### INSTRUCTION
Return every item below word for word, keeping each line as it stands, and leave the pictures out of your answer.

### DATA TO PROCESS
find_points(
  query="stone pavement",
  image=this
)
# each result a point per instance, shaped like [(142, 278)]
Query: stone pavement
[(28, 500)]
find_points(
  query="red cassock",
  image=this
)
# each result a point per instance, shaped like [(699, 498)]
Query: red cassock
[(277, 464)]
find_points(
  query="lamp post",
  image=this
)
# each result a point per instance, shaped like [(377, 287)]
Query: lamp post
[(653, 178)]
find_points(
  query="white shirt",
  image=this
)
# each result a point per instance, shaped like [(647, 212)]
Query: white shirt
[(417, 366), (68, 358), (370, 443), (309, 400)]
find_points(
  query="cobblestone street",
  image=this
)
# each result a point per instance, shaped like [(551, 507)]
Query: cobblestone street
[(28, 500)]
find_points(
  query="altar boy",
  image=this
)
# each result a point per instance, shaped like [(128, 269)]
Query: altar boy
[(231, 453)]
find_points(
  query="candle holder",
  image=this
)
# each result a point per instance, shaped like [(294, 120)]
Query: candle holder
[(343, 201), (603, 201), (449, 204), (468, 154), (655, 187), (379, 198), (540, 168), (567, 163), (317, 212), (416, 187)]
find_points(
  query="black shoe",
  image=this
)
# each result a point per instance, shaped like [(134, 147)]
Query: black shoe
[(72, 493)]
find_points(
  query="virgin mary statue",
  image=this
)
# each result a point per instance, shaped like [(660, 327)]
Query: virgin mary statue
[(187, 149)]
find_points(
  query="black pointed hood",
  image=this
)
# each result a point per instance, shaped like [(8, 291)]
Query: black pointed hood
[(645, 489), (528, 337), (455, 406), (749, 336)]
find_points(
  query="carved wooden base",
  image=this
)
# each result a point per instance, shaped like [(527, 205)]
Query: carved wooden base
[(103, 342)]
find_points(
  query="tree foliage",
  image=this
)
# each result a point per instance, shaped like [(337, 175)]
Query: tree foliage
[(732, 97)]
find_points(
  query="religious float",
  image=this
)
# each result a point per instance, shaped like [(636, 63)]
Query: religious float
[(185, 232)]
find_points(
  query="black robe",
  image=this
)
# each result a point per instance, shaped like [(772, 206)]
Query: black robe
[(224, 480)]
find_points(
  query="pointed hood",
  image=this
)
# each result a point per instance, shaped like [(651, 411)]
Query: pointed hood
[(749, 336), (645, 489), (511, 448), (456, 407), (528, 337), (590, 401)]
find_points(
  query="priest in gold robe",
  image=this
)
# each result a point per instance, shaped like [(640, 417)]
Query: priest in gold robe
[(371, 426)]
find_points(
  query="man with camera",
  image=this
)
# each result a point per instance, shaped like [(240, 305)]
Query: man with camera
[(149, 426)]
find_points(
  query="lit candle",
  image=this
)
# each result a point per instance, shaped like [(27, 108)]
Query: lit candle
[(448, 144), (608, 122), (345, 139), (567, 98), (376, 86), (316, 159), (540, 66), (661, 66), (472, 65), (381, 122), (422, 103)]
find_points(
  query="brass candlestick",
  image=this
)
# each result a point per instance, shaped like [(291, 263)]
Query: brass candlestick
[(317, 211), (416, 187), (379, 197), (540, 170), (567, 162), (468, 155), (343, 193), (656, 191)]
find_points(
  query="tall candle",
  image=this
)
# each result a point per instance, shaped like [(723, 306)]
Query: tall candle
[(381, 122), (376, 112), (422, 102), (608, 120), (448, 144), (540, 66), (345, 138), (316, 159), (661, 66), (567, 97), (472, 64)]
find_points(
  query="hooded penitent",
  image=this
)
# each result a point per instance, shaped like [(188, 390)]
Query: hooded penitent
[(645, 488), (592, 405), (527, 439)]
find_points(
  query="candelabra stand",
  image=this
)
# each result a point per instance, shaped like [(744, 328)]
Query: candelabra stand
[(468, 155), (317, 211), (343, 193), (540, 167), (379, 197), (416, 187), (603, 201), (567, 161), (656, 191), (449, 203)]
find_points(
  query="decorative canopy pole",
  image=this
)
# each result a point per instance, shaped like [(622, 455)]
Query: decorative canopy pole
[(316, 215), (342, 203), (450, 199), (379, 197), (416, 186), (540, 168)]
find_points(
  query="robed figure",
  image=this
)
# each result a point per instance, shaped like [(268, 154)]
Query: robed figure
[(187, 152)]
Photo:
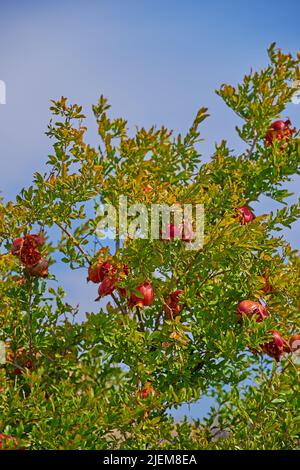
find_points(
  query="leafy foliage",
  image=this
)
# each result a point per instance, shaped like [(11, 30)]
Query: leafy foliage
[(84, 387)]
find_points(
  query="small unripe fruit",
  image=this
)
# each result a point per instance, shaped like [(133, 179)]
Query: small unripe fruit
[(279, 130), (38, 270), (147, 292), (20, 357), (98, 272), (250, 308), (244, 215), (17, 245), (172, 307), (187, 232)]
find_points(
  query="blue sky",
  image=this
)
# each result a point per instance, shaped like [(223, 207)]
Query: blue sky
[(156, 61)]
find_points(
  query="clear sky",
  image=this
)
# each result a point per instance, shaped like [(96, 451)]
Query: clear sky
[(157, 61)]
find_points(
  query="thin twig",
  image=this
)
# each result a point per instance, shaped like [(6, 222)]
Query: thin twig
[(73, 239), (140, 319)]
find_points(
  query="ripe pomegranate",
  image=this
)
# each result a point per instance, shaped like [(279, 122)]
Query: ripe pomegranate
[(267, 288), (277, 347), (294, 342), (147, 292), (7, 441), (38, 270), (98, 272), (147, 188), (146, 390), (106, 287), (172, 306), (244, 215), (29, 255), (32, 240), (251, 308), (279, 130)]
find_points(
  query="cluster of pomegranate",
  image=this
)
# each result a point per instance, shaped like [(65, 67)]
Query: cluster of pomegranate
[(108, 275), (278, 345), (27, 249), (279, 131)]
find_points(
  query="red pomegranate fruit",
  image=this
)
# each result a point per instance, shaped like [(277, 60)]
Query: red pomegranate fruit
[(147, 295), (250, 308)]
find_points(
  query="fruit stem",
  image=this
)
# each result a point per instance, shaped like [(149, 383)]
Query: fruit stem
[(73, 239)]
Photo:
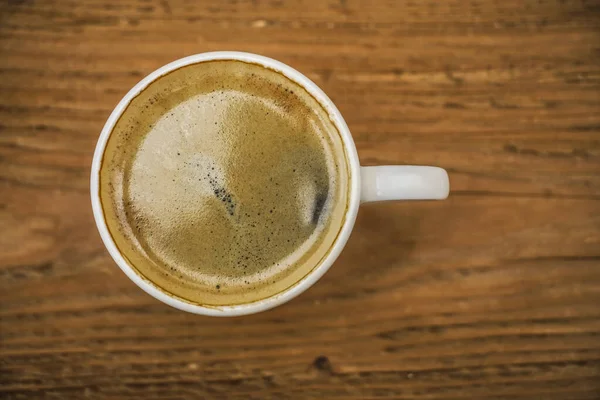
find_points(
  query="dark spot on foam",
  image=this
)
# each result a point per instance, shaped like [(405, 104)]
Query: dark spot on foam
[(320, 200)]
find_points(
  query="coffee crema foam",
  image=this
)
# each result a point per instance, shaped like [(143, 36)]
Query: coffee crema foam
[(224, 182)]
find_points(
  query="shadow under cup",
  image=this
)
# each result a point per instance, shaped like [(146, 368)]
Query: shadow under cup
[(211, 183)]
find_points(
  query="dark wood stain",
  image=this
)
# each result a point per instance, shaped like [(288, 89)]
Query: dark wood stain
[(492, 294)]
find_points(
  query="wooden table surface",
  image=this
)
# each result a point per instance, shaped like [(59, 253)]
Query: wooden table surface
[(492, 294)]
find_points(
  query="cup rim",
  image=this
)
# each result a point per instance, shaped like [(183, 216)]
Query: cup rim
[(311, 277)]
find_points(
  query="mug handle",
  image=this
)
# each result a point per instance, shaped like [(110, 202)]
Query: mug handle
[(403, 182)]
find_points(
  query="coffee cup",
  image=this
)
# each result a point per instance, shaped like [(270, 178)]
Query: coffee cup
[(363, 184)]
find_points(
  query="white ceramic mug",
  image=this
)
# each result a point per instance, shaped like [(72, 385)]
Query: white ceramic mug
[(366, 184)]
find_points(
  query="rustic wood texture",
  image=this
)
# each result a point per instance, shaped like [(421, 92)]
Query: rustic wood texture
[(492, 294)]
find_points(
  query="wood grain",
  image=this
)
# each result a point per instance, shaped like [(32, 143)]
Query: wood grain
[(492, 294)]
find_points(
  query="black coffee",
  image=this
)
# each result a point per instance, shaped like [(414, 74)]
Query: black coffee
[(224, 182)]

### OUTPUT
find_points(
  query="stone pavement",
  image=this
)
# each result a point per instance, shaped like [(142, 278)]
Query: stone pavement
[(28, 500)]
find_points(
  query="red cassock",
  image=this
)
# each result a point per instance, shaped like [(699, 498)]
Query: red cassock
[(277, 464)]
find_points(
  query="lamp post",
  image=this
)
# each result a point per instance, shaped like [(377, 287)]
Query: lamp post
[(653, 178)]
find_points(
  query="white shirt",
  image=this
)
# each result a point per instance, shaped like [(647, 212)]
Query: white shirt
[(417, 366), (68, 358), (370, 443), (309, 400)]
find_points(
  query="cobblestone street",
  image=this
)
# each result a point per instance, shaped like [(551, 507)]
Query: cobblestone street
[(28, 500)]
find_points(
  query="altar boy",
  image=this
)
# each result a point per instance, shaped like [(128, 269)]
Query: altar boy
[(231, 453)]
find_points(
  query="candle holder",
  image=this
)
# each result a point per instance, shaped like [(294, 120)]
Query: candle holder
[(343, 201), (603, 201), (449, 204), (468, 154), (655, 187), (379, 198), (540, 168), (567, 163), (317, 212), (416, 187)]
find_points(
  query="black shoe",
  image=this
)
# each result a point per instance, shaped like [(134, 147)]
Query: black shoe
[(72, 493)]
find_points(
  query="virgin mary statue",
  image=this
)
# each result a point per instance, shaped like [(660, 327)]
Query: virgin mary statue
[(187, 149)]
find_points(
  query="black pointed hood",
  image=this
)
# each result a point per instance, shaped like [(8, 291)]
Query: black pointed hood
[(645, 489), (528, 337), (455, 406), (749, 336)]
find_points(
  query="carved wooden base",
  image=this
)
# each result a point per instance, shaped like [(527, 205)]
Query: carved wooden base
[(103, 342)]
find_points(
  query="tree foliage",
  image=this
)
# each result a point per instance, shaped like [(337, 175)]
Query: tree foliage
[(732, 97)]
find_points(
  query="religious float",
  image=this
)
# each result a point per instance, shaped like [(636, 63)]
Query: religious float
[(185, 232)]
find_points(
  query="black robe",
  image=this
)
# each result a point per instance, shaped like [(772, 206)]
Query: black robe
[(224, 480)]
find_points(
  query="pointed hood",
  image=this
)
# each result a point per instance, shaped like [(651, 411)]
Query: pointed hood
[(749, 336), (645, 489), (511, 448), (456, 407), (528, 337), (590, 401)]
find_points(
  query="priest in gold robe",
  image=this
)
# each result a point per instance, shaped like [(640, 417)]
Query: priest in gold robe
[(371, 426)]
find_points(
  query="man with camera",
  image=this
)
# each result a point per instance, shaped like [(240, 305)]
Query: man with camera
[(149, 426)]
find_points(
  query="lit candle",
  image=this
)
# each result a point per instance, shaped like [(27, 108)]
Query: lit candle
[(448, 144), (608, 122), (345, 139), (567, 98), (376, 86), (316, 159), (540, 66), (661, 66), (472, 65), (381, 122), (422, 103)]
find_points(
  query="brass candlestick",
  image=this
)
# each result a point per instance, shaped like [(291, 263)]
Query: brass candlestick
[(317, 211), (416, 187), (379, 197), (540, 170), (567, 162), (468, 155), (343, 193), (656, 191)]
find_points(
  query="tall candle",
  image=this
)
# each result a point per instance, shaped like [(723, 306)]
Query: tall candle
[(381, 122), (376, 112), (422, 102), (608, 120), (448, 144), (540, 66), (345, 138), (316, 159), (661, 66), (567, 97), (472, 64)]
find_points(
  query="hooded penitent",
  image=this
)
# each result a point per instance, shaped like [(188, 390)]
Query: hooded penitent
[(645, 488), (592, 405), (527, 439)]
find_points(
  query="candelabra stand",
  image=this
)
# each result a point per instance, shaped like [(744, 328)]
Query: candelabra stand
[(468, 155), (317, 211), (343, 193), (540, 167), (379, 197), (416, 187), (603, 201), (567, 161), (656, 191), (449, 203)]
find_points(
  query="decorative canopy pole",
  image=this
)
# each result a point per instance, shaped like [(622, 455)]
Query: decorative canopy pole
[(316, 215), (342, 203), (450, 199), (379, 197), (416, 186), (540, 168)]
find_points(
  query="robed figure",
  image=this
)
# each result a point per instance, shaped like [(268, 154)]
Query: robed figure
[(187, 152)]
Photo:
find_points(
  query="leafy foliage",
  image=this
)
# each result a point per instance, shaped like [(11, 30)]
Query: leafy foliage
[(84, 387)]
find_points(
  query="small unripe fruit",
  image=this
)
# each result a point per instance, shaped like [(133, 179)]
Query: small unripe fruit
[(279, 130), (38, 270), (147, 292), (20, 357), (98, 272), (250, 308), (244, 215), (17, 245), (172, 307), (187, 232)]
find_points(
  query="blue sky",
  image=this
)
# each result a point per instance, shaped like [(223, 207)]
Query: blue sky
[(156, 61)]
find_points(
  query="clear sky",
  image=this
)
# each result a point per instance, shaped like [(96, 451)]
Query: clear sky
[(157, 61)]
find_points(
  query="thin twig",
  image=this
)
# each result a point per instance, shaped like [(6, 222)]
Query: thin twig
[(73, 239), (140, 319)]
find_points(
  query="ripe pomegranate",
  image=this
)
# each result a point per instance, shaped like [(279, 122)]
Query: ripe pomegranate
[(267, 288), (277, 347), (294, 342), (147, 292), (7, 441), (38, 270), (98, 272), (147, 188), (146, 390), (106, 287), (172, 306), (244, 215), (29, 255), (32, 240), (251, 308), (279, 130)]
find_points(
  query="cluster of pomegranate",
  image=this
)
# each result a point per instance, shaped like [(65, 67)]
Query: cluster of pomegranate
[(108, 275), (278, 345), (27, 249), (279, 131)]
find_points(
  query="red pomegranate fruit",
  image=this
)
# each result a point per instance, shaped like [(277, 60)]
Query: red pomegranate fruit
[(147, 295), (250, 308)]
find_points(
  query="fruit stem",
  image=this
)
# each result a point per instance, shaped like [(149, 383)]
Query: fruit stem
[(73, 239)]
Photo:
find_points(
  query="dark spot on foam",
  image=this
)
# each result a point per instance, shaped like [(405, 104)]
Query: dark spot on foam
[(320, 200)]
find_points(
  query="coffee crema foam",
  image=this
)
# each result a point per instance, shaped like [(143, 36)]
Query: coffee crema foam
[(224, 182)]
find_points(
  query="shadow under cup",
  image=this
)
# each result a point per instance, shaped like [(146, 368)]
Query: shadow under cup
[(211, 183)]
find_points(
  query="dark wood stain",
  image=this
)
# each result a point per instance, shaped like [(288, 89)]
Query: dark wood stain
[(492, 294)]
find_points(
  query="wooden table surface",
  image=this
)
# each result a point per instance, shaped like [(59, 253)]
Query: wooden table surface
[(492, 294)]
find_points(
  query="cup rim",
  image=this
)
# each result a point per instance, shaped like [(183, 216)]
Query: cup rim
[(311, 277)]
find_points(
  query="mug handle",
  image=this
)
# each result a point per instance, shaped like [(110, 202)]
Query: mug handle
[(403, 182)]
find_points(
  query="coffee cup",
  image=this
)
# each result a point per instance, shaped like [(270, 178)]
Query: coffee cup
[(363, 184)]
find_points(
  query="white ceramic mug",
  image=this
)
# each result a point per instance, shaped like [(72, 385)]
Query: white ceramic mug
[(366, 184)]
find_points(
  query="rustic wood texture",
  image=this
)
# each result a point per instance, shaped like [(421, 92)]
Query: rustic wood texture
[(492, 294)]
find_points(
  query="wood grain",
  image=this
)
# each result a point per instance, shaped like [(32, 143)]
Query: wood grain
[(492, 294)]
find_points(
  query="black coffee",
  image=this
)
# each result a point per instance, shaped like [(414, 74)]
Query: black coffee
[(224, 182)]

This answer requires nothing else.